-- PROBLEM TO SOLVE --
Would you output the lines from the one with "Where can the tree bark" through the last line of the material below, exactly, but without pictures?

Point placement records
··········
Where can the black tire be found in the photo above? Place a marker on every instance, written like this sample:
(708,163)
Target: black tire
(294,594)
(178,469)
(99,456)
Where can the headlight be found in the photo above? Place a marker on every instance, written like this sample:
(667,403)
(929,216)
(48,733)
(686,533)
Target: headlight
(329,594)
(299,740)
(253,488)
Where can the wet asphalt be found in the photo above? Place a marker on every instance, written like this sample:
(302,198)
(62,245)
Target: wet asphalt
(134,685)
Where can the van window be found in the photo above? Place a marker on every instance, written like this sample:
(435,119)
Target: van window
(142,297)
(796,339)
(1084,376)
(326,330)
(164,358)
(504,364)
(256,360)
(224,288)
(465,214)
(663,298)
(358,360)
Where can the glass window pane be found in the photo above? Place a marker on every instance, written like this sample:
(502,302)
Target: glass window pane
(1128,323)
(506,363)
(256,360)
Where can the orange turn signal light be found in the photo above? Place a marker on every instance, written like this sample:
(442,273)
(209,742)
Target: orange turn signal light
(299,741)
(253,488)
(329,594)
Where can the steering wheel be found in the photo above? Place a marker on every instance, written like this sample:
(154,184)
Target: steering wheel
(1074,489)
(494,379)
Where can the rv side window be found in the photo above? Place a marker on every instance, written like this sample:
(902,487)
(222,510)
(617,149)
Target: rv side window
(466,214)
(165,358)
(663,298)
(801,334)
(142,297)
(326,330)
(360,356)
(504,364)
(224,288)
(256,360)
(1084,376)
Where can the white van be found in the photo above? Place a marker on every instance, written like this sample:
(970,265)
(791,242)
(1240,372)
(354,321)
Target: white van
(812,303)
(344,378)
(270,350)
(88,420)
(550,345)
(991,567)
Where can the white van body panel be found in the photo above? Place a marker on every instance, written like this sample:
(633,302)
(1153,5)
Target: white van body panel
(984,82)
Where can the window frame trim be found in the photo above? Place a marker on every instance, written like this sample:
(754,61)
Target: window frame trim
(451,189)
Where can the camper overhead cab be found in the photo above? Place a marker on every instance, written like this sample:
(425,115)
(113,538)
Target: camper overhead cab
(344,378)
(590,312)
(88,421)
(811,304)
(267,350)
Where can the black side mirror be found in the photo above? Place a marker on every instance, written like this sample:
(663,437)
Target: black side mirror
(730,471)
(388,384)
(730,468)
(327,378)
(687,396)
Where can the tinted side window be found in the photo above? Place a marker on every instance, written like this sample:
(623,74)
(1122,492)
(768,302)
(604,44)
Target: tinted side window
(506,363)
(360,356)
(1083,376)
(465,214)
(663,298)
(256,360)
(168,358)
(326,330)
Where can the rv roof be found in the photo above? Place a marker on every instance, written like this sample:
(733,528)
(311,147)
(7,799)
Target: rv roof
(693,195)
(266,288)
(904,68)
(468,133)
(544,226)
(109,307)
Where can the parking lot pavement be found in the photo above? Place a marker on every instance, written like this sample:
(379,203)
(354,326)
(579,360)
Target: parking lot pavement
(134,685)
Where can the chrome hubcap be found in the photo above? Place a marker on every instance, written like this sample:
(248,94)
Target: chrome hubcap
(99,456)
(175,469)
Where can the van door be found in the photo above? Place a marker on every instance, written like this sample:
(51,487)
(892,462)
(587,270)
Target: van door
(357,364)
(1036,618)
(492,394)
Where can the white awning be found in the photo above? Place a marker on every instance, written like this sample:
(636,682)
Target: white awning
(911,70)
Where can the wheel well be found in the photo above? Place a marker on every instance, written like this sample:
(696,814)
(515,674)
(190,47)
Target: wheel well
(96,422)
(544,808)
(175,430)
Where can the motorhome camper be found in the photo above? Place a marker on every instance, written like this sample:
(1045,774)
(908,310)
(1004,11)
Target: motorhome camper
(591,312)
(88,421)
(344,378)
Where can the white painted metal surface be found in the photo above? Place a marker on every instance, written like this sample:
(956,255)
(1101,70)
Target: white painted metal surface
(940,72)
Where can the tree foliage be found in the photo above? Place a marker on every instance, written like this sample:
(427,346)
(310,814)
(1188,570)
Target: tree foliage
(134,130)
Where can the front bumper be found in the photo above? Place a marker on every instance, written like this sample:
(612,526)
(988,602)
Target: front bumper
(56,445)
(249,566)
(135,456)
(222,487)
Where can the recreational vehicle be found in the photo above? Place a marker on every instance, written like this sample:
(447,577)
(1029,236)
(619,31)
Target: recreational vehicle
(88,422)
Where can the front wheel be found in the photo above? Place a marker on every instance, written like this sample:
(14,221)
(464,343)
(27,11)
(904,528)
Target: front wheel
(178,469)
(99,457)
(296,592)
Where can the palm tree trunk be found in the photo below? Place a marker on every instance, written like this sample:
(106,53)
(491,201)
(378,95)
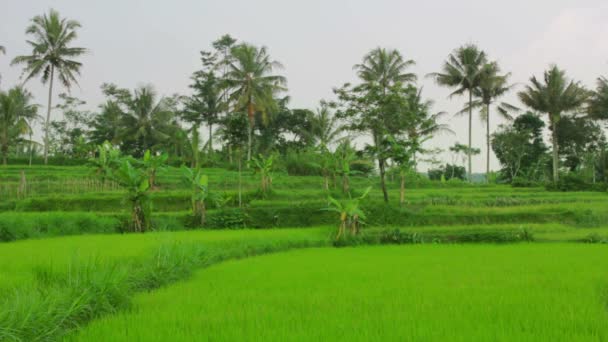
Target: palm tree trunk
(240,157)
(249,142)
(48,118)
(402,189)
(31,148)
(250,114)
(382,179)
(470,173)
(4,147)
(555,151)
(210,138)
(488,143)
(195,143)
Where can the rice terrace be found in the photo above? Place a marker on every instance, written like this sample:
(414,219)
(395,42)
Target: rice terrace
(384,193)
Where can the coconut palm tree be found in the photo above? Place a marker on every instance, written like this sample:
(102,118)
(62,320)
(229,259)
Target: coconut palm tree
(52,54)
(422,123)
(16,115)
(2,52)
(146,119)
(463,71)
(555,96)
(492,86)
(385,67)
(324,127)
(598,103)
(252,83)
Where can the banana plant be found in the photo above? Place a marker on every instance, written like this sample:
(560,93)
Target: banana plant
(263,166)
(344,157)
(402,153)
(199,185)
(152,164)
(135,181)
(351,214)
(107,159)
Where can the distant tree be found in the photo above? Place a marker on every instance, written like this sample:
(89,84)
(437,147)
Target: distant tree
(263,166)
(598,102)
(148,122)
(520,149)
(555,96)
(447,172)
(464,152)
(421,122)
(464,71)
(2,52)
(492,86)
(206,102)
(252,84)
(199,185)
(16,114)
(52,53)
(579,137)
(68,136)
(350,213)
(107,125)
(384,68)
(376,105)
(324,127)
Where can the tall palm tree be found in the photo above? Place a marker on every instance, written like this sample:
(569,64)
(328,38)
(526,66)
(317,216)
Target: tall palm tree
(2,52)
(463,71)
(16,115)
(598,103)
(147,119)
(492,86)
(52,53)
(557,95)
(384,68)
(324,129)
(252,83)
(422,123)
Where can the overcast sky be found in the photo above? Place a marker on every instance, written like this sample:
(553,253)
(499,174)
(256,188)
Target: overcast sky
(157,42)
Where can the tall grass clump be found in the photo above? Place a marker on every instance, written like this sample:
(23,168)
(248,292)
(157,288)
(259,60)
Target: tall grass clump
(60,301)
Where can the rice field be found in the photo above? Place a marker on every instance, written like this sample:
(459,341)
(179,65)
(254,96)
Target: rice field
(473,262)
(526,292)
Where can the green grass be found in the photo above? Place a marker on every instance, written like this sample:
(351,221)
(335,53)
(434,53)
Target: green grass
(52,285)
(525,292)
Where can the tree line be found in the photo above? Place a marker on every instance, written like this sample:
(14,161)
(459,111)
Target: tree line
(240,96)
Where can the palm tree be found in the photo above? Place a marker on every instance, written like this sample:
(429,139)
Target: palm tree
(2,52)
(252,84)
(51,53)
(598,103)
(324,128)
(463,71)
(422,123)
(147,119)
(492,86)
(384,68)
(557,95)
(16,114)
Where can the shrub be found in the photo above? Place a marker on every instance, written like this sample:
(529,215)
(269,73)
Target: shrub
(570,182)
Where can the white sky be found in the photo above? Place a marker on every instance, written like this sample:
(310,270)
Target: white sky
(157,42)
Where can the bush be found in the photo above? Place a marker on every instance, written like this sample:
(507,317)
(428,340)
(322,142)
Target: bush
(522,182)
(300,164)
(574,182)
(18,226)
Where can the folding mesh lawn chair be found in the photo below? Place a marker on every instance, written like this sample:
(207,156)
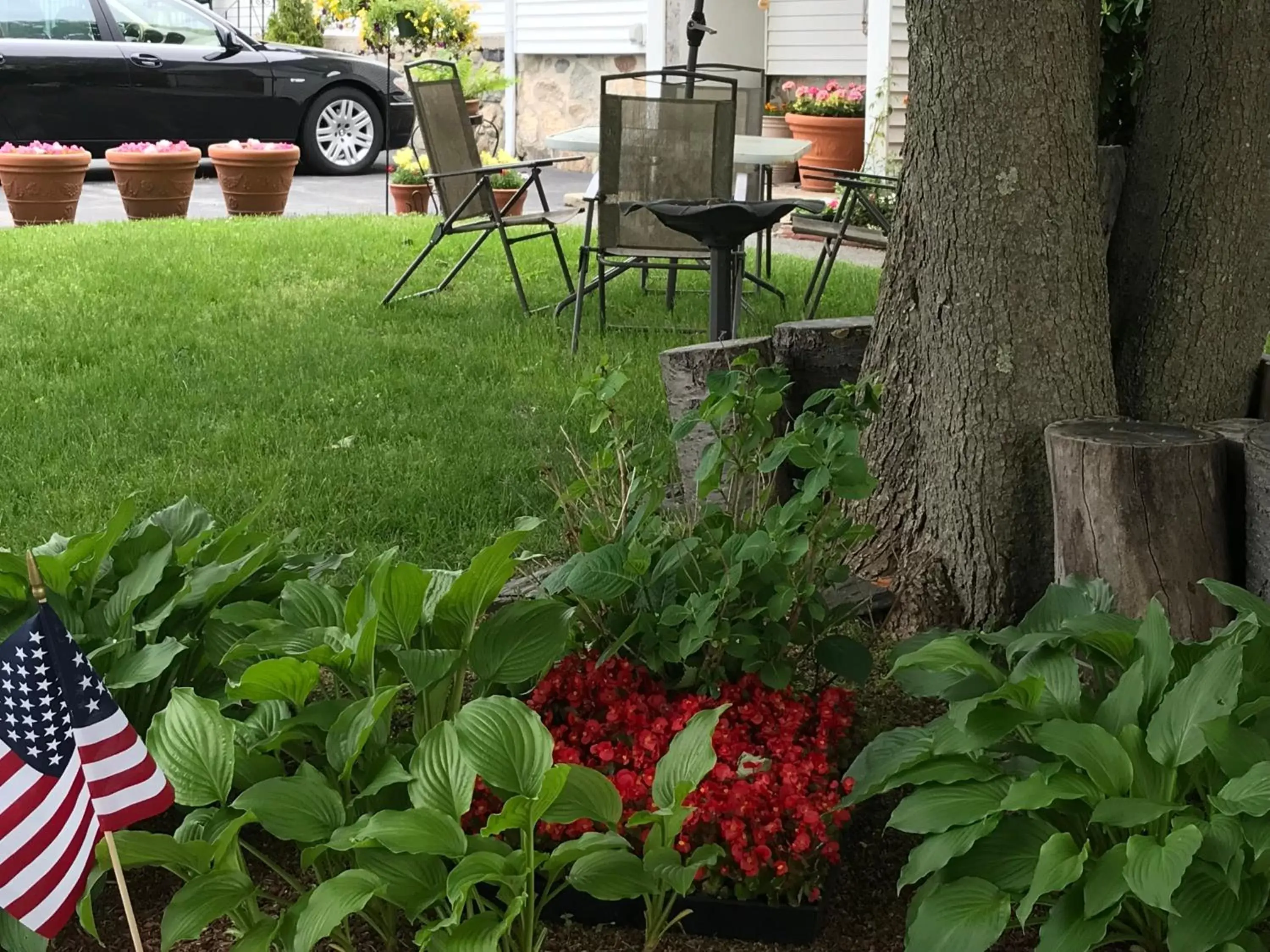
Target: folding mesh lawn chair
(653,149)
(461,184)
(864,216)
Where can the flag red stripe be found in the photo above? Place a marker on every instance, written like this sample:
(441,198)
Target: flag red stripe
(17,813)
(46,884)
(63,914)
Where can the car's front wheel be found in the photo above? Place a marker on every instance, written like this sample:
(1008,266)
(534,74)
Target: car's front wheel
(343,132)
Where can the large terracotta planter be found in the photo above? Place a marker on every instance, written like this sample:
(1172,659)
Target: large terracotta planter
(503,196)
(254,181)
(411,200)
(154,184)
(776,127)
(42,190)
(836,144)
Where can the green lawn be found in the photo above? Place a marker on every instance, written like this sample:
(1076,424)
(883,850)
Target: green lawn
(223,360)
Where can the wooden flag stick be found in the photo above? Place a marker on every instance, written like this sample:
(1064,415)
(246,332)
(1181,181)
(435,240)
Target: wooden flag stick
(37,589)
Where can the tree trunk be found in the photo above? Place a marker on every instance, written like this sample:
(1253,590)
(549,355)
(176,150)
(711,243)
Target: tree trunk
(1190,256)
(992,320)
(1143,506)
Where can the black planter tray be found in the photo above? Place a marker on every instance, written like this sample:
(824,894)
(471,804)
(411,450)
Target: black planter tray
(713,918)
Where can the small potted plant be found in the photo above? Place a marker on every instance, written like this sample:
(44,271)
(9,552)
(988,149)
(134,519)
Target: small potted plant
(832,121)
(256,177)
(42,181)
(155,179)
(506,183)
(409,183)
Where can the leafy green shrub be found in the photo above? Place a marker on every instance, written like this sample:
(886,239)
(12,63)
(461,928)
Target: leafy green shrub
(741,583)
(146,600)
(294,22)
(1091,775)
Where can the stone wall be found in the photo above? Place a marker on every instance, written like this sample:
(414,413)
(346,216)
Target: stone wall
(559,93)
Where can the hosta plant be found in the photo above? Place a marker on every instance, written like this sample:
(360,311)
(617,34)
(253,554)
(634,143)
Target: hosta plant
(145,597)
(1091,777)
(742,583)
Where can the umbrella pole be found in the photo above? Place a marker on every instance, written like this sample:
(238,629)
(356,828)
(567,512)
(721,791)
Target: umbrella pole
(698,31)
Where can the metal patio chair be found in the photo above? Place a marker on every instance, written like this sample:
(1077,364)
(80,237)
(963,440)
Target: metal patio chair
(653,149)
(461,184)
(861,193)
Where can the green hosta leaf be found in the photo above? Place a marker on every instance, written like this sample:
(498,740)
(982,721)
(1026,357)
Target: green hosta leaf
(939,809)
(967,916)
(411,883)
(935,852)
(689,758)
(1249,794)
(1155,871)
(331,903)
(1008,856)
(277,680)
(352,729)
(309,605)
(1093,749)
(888,754)
(950,655)
(611,875)
(195,747)
(201,902)
(1048,784)
(1068,928)
(1123,705)
(440,776)
(845,658)
(506,743)
(1211,691)
(521,641)
(301,809)
(1104,883)
(472,594)
(587,795)
(143,667)
(1058,865)
(1131,812)
(1208,913)
(428,667)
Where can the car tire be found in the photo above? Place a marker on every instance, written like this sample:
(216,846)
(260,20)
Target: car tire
(343,132)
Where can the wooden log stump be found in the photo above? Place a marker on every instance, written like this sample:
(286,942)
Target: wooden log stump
(685,371)
(1141,504)
(1256,459)
(1235,433)
(820,355)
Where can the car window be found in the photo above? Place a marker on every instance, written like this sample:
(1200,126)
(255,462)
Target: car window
(47,19)
(163,22)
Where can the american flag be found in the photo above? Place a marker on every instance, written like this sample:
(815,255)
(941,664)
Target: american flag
(72,768)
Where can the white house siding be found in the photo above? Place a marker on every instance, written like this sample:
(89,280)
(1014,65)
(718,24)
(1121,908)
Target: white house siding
(816,39)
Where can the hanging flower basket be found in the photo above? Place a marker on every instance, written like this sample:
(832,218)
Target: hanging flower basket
(256,177)
(42,181)
(155,179)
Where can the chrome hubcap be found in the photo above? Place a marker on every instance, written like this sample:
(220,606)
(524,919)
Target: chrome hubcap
(346,132)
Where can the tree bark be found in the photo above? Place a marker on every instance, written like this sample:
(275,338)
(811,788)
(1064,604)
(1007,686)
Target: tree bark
(992,320)
(1190,256)
(1143,506)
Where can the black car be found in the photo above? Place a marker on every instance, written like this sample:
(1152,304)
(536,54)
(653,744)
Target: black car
(99,73)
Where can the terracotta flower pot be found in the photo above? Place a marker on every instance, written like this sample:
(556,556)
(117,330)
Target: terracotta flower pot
(42,190)
(411,200)
(154,184)
(254,181)
(503,196)
(837,143)
(776,127)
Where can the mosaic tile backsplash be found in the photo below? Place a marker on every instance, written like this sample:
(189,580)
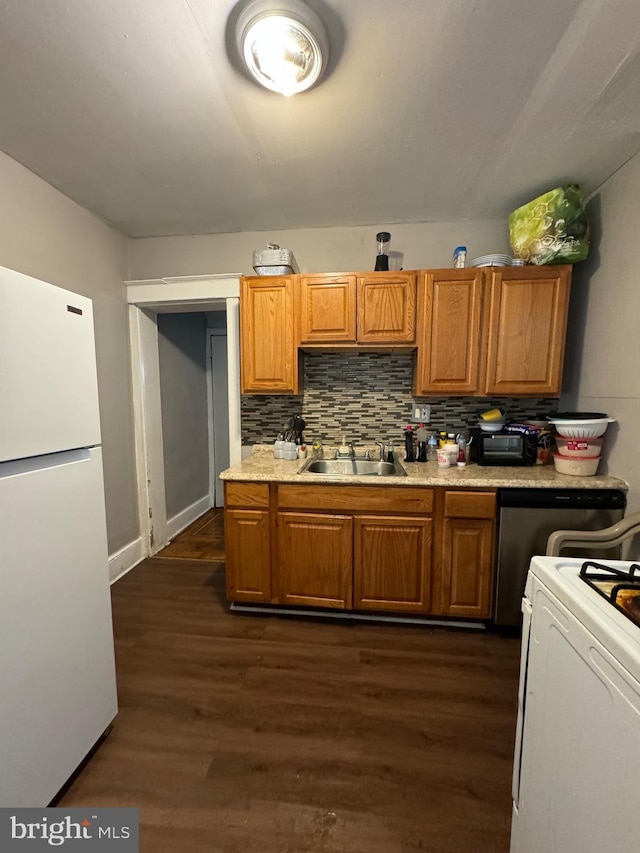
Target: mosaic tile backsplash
(367,397)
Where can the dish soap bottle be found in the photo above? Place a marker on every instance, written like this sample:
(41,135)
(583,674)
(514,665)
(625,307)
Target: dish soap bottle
(451,447)
(408,444)
(421,435)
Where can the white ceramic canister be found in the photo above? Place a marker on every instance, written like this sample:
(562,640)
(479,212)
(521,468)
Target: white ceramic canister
(451,448)
(444,458)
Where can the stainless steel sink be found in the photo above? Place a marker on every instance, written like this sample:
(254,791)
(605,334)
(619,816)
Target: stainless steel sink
(351,467)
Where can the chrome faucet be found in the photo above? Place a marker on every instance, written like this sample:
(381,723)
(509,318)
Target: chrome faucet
(348,451)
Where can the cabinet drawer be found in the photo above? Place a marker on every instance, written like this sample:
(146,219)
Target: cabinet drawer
(409,499)
(247,494)
(470,504)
··········
-- SOLUTION TO THE PROBLEM --
Where can the tree bark be found in the photo above? Place a marker on every instance, written like this sample:
(275,338)
(811,788)
(1064,604)
(1007,686)
Target: tree bark
(992,320)
(1190,256)
(1143,506)
Where can the black car be found in the photo above? Place a marker on every instance, written like this sample:
(1152,304)
(536,54)
(653,744)
Target: black car
(99,73)
Where can the terracotta flower pot be found in the photo above? Place a marker on every instance, written like this sample:
(556,556)
(117,330)
Target: terracotta flower pot
(42,190)
(411,200)
(154,184)
(254,181)
(503,196)
(837,143)
(776,127)
Where can the mosaic tile backsplash be found in the photo below? Place a marker on every instance, written like this sample:
(189,580)
Target: mosaic tile backsplash
(367,397)
Where can the dish soap bottle be found in the photo above? Place a marker on every instance, written like this sample:
(41,135)
(583,674)
(514,665)
(625,307)
Target: dish soap bottle
(451,447)
(408,444)
(421,435)
Where can the white ceramic canister be found in the photo above? Place a marker on every instance, written like this sample:
(562,640)
(479,212)
(521,468)
Target: white ceramic canister
(451,448)
(444,458)
Where can the stainless steel sink be found in the photo above? Place a marker on every instance, written like this sample:
(254,791)
(605,334)
(619,816)
Target: stainless steel sink
(351,467)
Where can the chrome faucet be found in the photo above? Place a marker on every instance, written like this sample:
(381,723)
(509,318)
Target: chrome faucet
(348,451)
Where can the cabinet drawer be found in the photo above? Place a marker on every instance, written like this sample:
(146,219)
Target: cabinet drawer
(409,499)
(247,494)
(470,504)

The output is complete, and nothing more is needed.